**TASK INSTRUCTIONS:**
Each entry needs to be given again, character for character.

##### INPUT DATA

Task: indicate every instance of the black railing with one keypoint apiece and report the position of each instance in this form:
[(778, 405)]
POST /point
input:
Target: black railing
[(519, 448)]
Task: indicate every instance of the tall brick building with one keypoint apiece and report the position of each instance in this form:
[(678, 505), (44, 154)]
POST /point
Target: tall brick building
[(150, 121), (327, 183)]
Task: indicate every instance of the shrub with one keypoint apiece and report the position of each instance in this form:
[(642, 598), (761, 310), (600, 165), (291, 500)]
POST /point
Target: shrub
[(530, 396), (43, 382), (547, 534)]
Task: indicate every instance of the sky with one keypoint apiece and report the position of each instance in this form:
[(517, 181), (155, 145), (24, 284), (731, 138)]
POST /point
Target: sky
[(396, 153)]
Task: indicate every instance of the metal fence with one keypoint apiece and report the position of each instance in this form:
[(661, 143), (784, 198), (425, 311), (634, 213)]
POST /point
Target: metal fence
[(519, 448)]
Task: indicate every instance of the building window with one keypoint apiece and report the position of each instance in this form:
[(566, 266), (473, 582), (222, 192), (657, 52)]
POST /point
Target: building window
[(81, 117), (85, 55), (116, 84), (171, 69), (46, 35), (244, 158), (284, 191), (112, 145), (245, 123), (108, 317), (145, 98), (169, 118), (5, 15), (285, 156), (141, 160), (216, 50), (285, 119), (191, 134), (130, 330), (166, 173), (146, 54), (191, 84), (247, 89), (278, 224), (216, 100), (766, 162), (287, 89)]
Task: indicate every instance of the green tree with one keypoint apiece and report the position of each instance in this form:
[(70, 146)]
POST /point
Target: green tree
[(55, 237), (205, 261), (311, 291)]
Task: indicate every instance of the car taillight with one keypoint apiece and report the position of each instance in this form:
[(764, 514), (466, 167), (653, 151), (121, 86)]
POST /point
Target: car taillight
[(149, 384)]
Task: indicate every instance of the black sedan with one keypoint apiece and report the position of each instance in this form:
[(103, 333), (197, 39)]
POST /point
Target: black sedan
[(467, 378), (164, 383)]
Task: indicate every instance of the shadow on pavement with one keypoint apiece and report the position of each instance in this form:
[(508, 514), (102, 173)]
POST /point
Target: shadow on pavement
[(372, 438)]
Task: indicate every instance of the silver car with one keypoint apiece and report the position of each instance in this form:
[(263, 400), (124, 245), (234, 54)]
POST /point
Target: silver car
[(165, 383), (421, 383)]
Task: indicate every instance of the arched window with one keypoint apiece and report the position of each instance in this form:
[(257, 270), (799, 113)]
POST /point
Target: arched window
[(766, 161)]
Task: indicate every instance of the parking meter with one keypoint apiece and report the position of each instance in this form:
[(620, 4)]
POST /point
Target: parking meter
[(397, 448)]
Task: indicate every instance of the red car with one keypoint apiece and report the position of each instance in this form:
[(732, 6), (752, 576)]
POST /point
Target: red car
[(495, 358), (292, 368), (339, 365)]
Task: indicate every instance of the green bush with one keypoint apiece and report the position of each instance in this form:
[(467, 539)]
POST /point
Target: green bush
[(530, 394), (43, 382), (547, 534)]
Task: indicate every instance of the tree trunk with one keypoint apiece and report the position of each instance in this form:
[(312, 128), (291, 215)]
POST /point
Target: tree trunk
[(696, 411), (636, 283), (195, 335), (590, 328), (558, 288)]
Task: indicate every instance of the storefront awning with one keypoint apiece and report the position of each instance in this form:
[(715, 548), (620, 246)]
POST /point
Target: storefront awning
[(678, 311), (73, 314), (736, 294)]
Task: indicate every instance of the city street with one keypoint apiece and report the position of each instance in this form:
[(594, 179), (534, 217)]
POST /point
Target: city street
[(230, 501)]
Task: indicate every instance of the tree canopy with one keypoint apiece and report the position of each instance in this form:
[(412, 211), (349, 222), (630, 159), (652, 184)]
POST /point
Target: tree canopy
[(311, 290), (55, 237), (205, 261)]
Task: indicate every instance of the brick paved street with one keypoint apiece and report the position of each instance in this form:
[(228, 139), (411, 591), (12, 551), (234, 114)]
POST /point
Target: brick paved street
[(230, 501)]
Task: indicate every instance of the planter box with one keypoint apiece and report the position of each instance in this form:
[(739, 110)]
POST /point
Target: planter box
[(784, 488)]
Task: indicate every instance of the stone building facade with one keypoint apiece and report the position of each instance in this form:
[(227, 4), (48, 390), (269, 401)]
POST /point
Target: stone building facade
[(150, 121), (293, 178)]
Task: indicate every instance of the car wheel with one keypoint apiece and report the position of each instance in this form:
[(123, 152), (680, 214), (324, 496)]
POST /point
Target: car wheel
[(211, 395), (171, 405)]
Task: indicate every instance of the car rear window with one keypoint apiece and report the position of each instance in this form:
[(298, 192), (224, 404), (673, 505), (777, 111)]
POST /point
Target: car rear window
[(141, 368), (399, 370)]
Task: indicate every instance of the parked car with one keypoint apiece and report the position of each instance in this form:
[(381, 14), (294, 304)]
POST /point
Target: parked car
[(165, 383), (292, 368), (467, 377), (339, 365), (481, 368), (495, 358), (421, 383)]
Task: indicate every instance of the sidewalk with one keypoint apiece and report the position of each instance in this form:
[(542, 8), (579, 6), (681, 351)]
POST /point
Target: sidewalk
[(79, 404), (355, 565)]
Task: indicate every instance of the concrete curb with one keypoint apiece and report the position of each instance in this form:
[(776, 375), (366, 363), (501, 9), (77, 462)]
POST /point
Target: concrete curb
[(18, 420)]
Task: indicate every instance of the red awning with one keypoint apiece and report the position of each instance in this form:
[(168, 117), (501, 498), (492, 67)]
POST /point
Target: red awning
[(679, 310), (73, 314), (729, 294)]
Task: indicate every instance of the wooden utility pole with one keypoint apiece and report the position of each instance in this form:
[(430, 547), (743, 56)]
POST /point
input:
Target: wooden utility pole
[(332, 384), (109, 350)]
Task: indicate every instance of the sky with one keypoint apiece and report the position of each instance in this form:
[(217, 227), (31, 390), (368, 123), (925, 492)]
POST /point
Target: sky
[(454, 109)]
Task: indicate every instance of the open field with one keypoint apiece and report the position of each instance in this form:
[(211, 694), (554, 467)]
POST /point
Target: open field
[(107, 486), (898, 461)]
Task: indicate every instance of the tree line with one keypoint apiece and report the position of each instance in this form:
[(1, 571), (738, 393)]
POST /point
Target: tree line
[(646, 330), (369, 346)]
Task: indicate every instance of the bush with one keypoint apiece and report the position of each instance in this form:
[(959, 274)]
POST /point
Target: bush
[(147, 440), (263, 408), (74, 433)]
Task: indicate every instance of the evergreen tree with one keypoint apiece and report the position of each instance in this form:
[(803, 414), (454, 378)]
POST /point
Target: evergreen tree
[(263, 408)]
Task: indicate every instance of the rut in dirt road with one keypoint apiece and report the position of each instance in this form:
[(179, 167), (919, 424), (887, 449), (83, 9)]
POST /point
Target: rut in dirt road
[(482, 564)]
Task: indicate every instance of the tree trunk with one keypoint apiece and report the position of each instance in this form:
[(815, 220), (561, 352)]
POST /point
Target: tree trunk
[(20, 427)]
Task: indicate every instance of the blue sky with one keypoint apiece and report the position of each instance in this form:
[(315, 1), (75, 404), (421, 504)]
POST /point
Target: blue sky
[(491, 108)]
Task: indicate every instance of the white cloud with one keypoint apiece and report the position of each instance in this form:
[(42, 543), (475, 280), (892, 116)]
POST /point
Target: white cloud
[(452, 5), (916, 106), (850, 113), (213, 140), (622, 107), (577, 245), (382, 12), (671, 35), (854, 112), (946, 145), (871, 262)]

##########

**RESPONSE TO THE EXERCISE:**
Task: indicate every instance of the black railing with one keypoint apiece and report the position of each instance in this form:
[(778, 405)]
POST /point
input:
Target: black railing
[(519, 448)]
Task: indicate every instance of the tall brick building with one keypoint apiece and report the position of each instance in this form:
[(678, 505), (44, 154)]
POST /point
Target: tall brick building
[(150, 121), (327, 183)]
Task: indicate every instance of the shrub with one keypoint apiece and report the position of each instance in this form:
[(642, 598), (761, 310), (600, 165), (291, 500)]
POST /point
Target: shrub
[(530, 396), (43, 382), (547, 534)]
Task: indicate every instance of the sky with one keypoint apiece and report the position of each instance in this form:
[(517, 181), (155, 145), (24, 284), (731, 138)]
POST /point
Target: sky
[(396, 153)]
Task: indicate every instance of the metal fence with one keypoint apiece and report the position of each instance in this form:
[(661, 143), (784, 198), (425, 311), (634, 213)]
POST /point
Target: metal fence
[(519, 448)]
Task: indicate every instance of the building window with one keypoint apiece and report the position of each instance in this form:
[(566, 266), (473, 582), (222, 192), (657, 52)]
POST /point
Target: building window
[(81, 117), (85, 55), (116, 84), (171, 69), (46, 35), (244, 158), (284, 191), (112, 145), (245, 123), (108, 317), (145, 98), (169, 118), (5, 15), (285, 156), (141, 160), (216, 50), (285, 119), (191, 134), (130, 330), (166, 173), (146, 54), (191, 84), (247, 89), (278, 224), (216, 100), (766, 162), (287, 89)]
Task: indicate every instance of the green tree with one keypoint apiece and report the position of each instance in this form:
[(70, 146)]
POST /point
Target: green tree
[(55, 237), (205, 261), (311, 291)]
Task: indicate every instance of the car taillight with one keypoint apiece and report the position of each instance in this form:
[(764, 514), (466, 167), (653, 151), (121, 86)]
POST /point
Target: car taillight
[(149, 384)]
Task: indicate every instance of the black sedan with one keypoint apiece and report the position of each instance in this form:
[(103, 333), (197, 39)]
POST /point
Target: black sedan
[(467, 378), (164, 383)]
Task: indicate every instance of the shadow on pavement with one keypoint apiece and report the position of each instance in this form:
[(508, 514), (102, 173)]
POST /point
Target: shadow on pavement
[(372, 438)]
Task: indicate every instance of the silver car with one keypoint apiece and report the position of each instance in this form:
[(263, 400), (124, 245), (234, 54)]
POST /point
Target: silver car
[(165, 383), (421, 383)]
Task: indicate every instance of the arched window with one keypoint apiece and report the position of each instance in this form:
[(257, 270), (799, 113)]
POST /point
Target: arched window
[(766, 161)]
Task: indicate every instance of the parking meter with one keypoint apiece and report the position of each instance in this form:
[(620, 4)]
POST /point
Target: parking meter
[(397, 448)]
Task: indicate every instance of the red car with one keypoint apiece and report the position of each instance in this form:
[(732, 6), (752, 576)]
POST /point
Target: red car
[(495, 358), (292, 368), (339, 365)]
Task: indicate every instance of the green bush with one keypoint apiece and report the position of each instance in this form:
[(467, 539)]
POST /point
Target: green bush
[(530, 394), (43, 382), (547, 534)]
Task: indicate every instance of the tree trunk with one keypoint apiece and report the position of each instance in this form:
[(312, 128), (291, 215)]
POST /point
Target: tree trunk
[(696, 411), (636, 283), (195, 335), (590, 328), (558, 288)]
Task: indicate every instance of the storefront awning with one keypoint apiece and report the position of each instance in this form:
[(715, 548), (620, 246)]
POST /point
Target: storefront awning
[(678, 311), (73, 314), (736, 294)]
Task: indicate every instance of the city street with one keypoint apiece and report the position of each instance in this form:
[(594, 179), (534, 217)]
POST /point
Target: city street
[(230, 501)]
Task: indicate every instance of the tree canopy with one keypoint apiece and report the position of each instance in this form:
[(412, 211), (349, 222), (630, 159), (652, 184)]
POST /point
Target: tree canopy
[(311, 290), (55, 237), (205, 261)]
Task: indicate every instance of the brick paved street with one keypoint apiece and report the position of each instance in this form:
[(228, 139), (411, 591), (12, 551), (234, 114)]
POST /point
Target: brick paved street
[(230, 501)]
Task: indicate every instance of the planter box with one keypoint apiece and report the position of each instance in this form:
[(739, 110)]
POST /point
Target: planter box
[(784, 488)]
Task: indicate every instance of the stone building facade with one keypoint apiece and report the position of each instance in this form:
[(227, 4), (48, 390), (269, 401)]
POST /point
Target: stone building facade
[(150, 121), (293, 178)]
Task: indicate every instance of the car wheel with one keypoint apiece and report the position of each instance in this form:
[(123, 152), (680, 214), (324, 496)]
POST /point
Target: car wheel
[(211, 395), (171, 405)]
Task: indicate every instance of the car rear window with one keypoint apiece and report the position of each instance in this form:
[(298, 192), (224, 404), (673, 505), (777, 111)]
POST /point
Target: car rear window
[(141, 368), (399, 370)]
Task: indicate every instance of the parked car with one keypoint apiece and report the position of each instance in this form:
[(381, 14), (294, 304)]
POST /point
Target: parked car
[(165, 383), (292, 368), (467, 377), (339, 365), (481, 368), (495, 358), (421, 383)]
Task: indicate every instance of the sidewalk with one keypoint apiece and report the position of each instance in this form:
[(542, 8), (579, 6), (681, 351)]
POST /point
Target: sidewalk
[(79, 404), (355, 565)]
Task: indicate every instance of the concrete curb with one keypoint apiece and report the position of each instance in this form:
[(776, 375), (366, 363), (501, 9), (77, 462)]
POST /point
Target: concrete curb
[(18, 420)]
Task: indicate every instance of the red awning with one keypoint apiece and report the position of each instance in this form:
[(168, 117), (501, 498), (492, 67)]
POST /point
Target: red awning
[(679, 310), (73, 314), (729, 294)]
Task: indicate every instance of the wooden utility pole with one keypoint apiece and report the position of each instance in this form:
[(430, 547), (743, 56)]
POST /point
input:
Target: wooden utility pole
[(332, 384), (109, 350)]
Task: indicate every instance of the sky with one keypoint apiece and report the position of each instance in this form:
[(217, 227), (31, 390), (368, 123), (925, 492)]
POST /point
Target: sky
[(454, 109)]
Task: indicate every instance of the open field with one keypoint apiece and report the position of each instance in this form:
[(211, 694), (554, 467)]
POST /point
Target: open field
[(107, 486), (898, 461)]
Task: indicate every instance of the tree line with one keypoint apiece and report the position of each instance in this form:
[(1, 571), (738, 393)]
POST /point
Target: tree line
[(646, 330), (369, 346)]
Task: indicate every instance of the bush with one keypoint apiece and report the position of each instance in this form:
[(959, 274)]
POST /point
Target: bush
[(147, 440), (263, 408), (74, 433)]
Task: indicate every instance of the evergreen tree with one keypoint apiece and report the position of each instance in this form:
[(803, 414), (454, 378)]
POST /point
Target: evergreen tree
[(263, 408)]
Task: indicate every instance of the rut in dirt road with one keypoint apiece and report the position of each instance in this form:
[(179, 167), (919, 424), (887, 449), (83, 9)]
POST /point
Target: rut in dirt road
[(482, 564)]
Task: indicate every instance of the tree trunk with one keypoint apiece and report the position of each instance in this form:
[(815, 220), (561, 352)]
POST /point
Target: tree trunk
[(20, 427)]
Task: indicate every instance of the blue sky with one keypoint apiece and report the position of each instance in this form:
[(315, 1), (75, 404), (421, 504)]
POST /point
Target: blue sky
[(491, 108)]
Task: indicate every instance of the white cloud with one keypoint apiece and report the position of each instance in this form:
[(42, 543), (475, 280), (892, 116)]
POST /point
Target: white cloud
[(452, 5), (916, 106), (850, 113), (213, 140), (622, 107), (577, 245), (382, 12), (671, 35), (854, 112), (946, 145), (871, 262)]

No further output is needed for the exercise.